» Quoted passage
• • • •
KEMET Reports Second Quarter of Fiscal Year 2011 Results

GREENVILLE, S.C., Oct. 28 /PRNewswire-FirstCall/ --

    --  Net sales up 43.5% to $248.6 million compared to $173.3 million for the
        same quarter last fiscal year
    --  Gross margin improved to 28.0% compared to 25.0% for the prior quarter
        ended June 30, 2010
    --  Earnings per Share of $0.43 per basic share and $0.23 per diluted share
    --  Adjusted EBITDA of $53.4 million


KEMET Corporation (NYSE Amex: KEM) today reported preliminary results for the second fiscal quarter ended September 30, 2010.  Net sales for the quarter ended September 30, 2010 were $248.6 million, which is a 43.5% increase over the same quarter last fiscal year and a 2.0% increase over the prior fiscal quarter ended June 30, 2010 of $243.8 million.

On a U.S. GAAP basis, net income was $34.9 million, or $0.43 per basic share and $0.23 per diluted share for the second quarter of fiscal year 2011 compared to a net loss of $93.1 million or $(1.15) per basic and diluted share for the same quarter last year and compared to a net loss of $20.1 million or $(0.25) per basic and diluted share for the prior fiscal quarter ended June 30, 2010.  The current fiscal quarter includes $2.3 million of restructuring charges primarily associated with the relocation of equipment, a $1.8 million net gain on sales of assets and a $2.0 million gain on licensing of patents.  Conversely, the second quarter of fiscal year 2010 included a $81.1 million non-cash charge related to the mark-to-market adjustment for the Platinum Closing Warrant and $1.3 million of restructuring charges.

Non-GAAP Adjusted net income was $34.3 million or $0.42 per basic share and $0.22 per diluted share for the current fiscal quarter compared to a Non-GAAP Adjusted net loss of $5.8 million, or $(0.07) per basic and diluted share for the same quarter last year and compared to a Non-GAAP Adjusted net income of $22.3 million, or $0.28 per basic share and $0.15 per diluted share for the prior fiscal quarter ended June 30, 2010.
• • • •
» Goal 1
Say whether each statement agrees with the KEMET earnings report. Answer yes or no, and quote the words from the report that decide it.
(a) Net sales for the quarter were $248.6 million.
(b) Gross margin fell compared with the prior quarter.
(c) The current quarter included a gain on licensing of patents.
» Goal 2
Use the KEMET earnings report to answer these questions:
(a) What was the Adjusted EBITDA?
(b) On a U.S. GAAP basis, how large was the net loss for the same quarter last year?
(c) What was the Non-GAAP Adjusted net income per diluted share for the current fiscal quarter?
» Goal 3
Carry on the KEMET earnings report from the point where it stops.
The entries that come after this have nothing to do with the KEMET earnings report.
• • • •
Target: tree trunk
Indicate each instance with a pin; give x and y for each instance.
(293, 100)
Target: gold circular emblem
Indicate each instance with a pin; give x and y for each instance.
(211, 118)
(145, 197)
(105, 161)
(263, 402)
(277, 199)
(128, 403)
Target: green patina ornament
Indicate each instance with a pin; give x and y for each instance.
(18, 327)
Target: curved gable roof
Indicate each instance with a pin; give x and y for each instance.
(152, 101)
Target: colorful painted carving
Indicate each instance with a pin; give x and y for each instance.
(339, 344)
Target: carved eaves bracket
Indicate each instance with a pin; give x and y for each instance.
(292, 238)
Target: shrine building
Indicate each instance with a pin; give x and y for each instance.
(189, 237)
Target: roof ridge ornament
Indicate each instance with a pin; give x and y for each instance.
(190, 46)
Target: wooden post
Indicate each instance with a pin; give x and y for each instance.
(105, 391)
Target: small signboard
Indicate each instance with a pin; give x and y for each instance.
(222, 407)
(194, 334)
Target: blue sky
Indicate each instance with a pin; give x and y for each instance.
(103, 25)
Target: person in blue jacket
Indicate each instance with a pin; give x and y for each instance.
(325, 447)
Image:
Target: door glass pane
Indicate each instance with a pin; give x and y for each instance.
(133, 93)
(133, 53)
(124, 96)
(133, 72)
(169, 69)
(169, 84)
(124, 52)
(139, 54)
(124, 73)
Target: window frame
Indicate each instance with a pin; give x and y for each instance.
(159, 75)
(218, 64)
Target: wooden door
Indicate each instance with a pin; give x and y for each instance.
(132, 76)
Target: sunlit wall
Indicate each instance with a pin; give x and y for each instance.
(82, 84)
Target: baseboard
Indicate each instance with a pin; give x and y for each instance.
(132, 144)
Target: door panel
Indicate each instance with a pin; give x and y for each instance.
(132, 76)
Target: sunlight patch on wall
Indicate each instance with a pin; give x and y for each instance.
• • • •
» Task result 1
(a) Yes: "Net sales for the quarter ended September 30, 2010 were $248.6 million"
(b) No: "Gross margin improved to 28.0% compared to 25.0% for the prior quarter"
(c) Yes: "a $2.0 million gain on licensing of patents"

» Task result 2
(a) $53.4 million
(b) $93.1 million
(c) $0.22

» Task result 3
"Traditionally, our second fiscal quarter reflects a slowdown related to the effects of European holidays.  This year demand remained strong throughout the period while we continued to improve our operating efficiencies, contain our operating expenses, and thus increase operating margins benefiting both our net earnings and our cash generation," said Per Loof KEMET's Chief Executive Officer.  "Our financial results today significantly exceed our performance prior to the recession and we remain focused on bringing our shareholders increasing value through continued execution of our strategies and strength in our markets," continued Loof.

About KEMET

The Company's common stock is listed on the NYSE Amex under the ticker symbol 'KEM' (NYSE Amex: KEM).  At the Investor Relations section of our web site at http://www.KEMET.com/IR, users may subscribe to KEMET news releases and find additional information about our Company.  KEMET applies world class service and quality to deliver industry leading, high performance capacitance solutions to its customers around the world and offers the world's most complete line of surface mount and through hole capacitor technologies across tantalum, ceramic, film, aluminum, electrolytic, and paper dielectrics. Additional information about KEMET can be found at http://www.kemet.com.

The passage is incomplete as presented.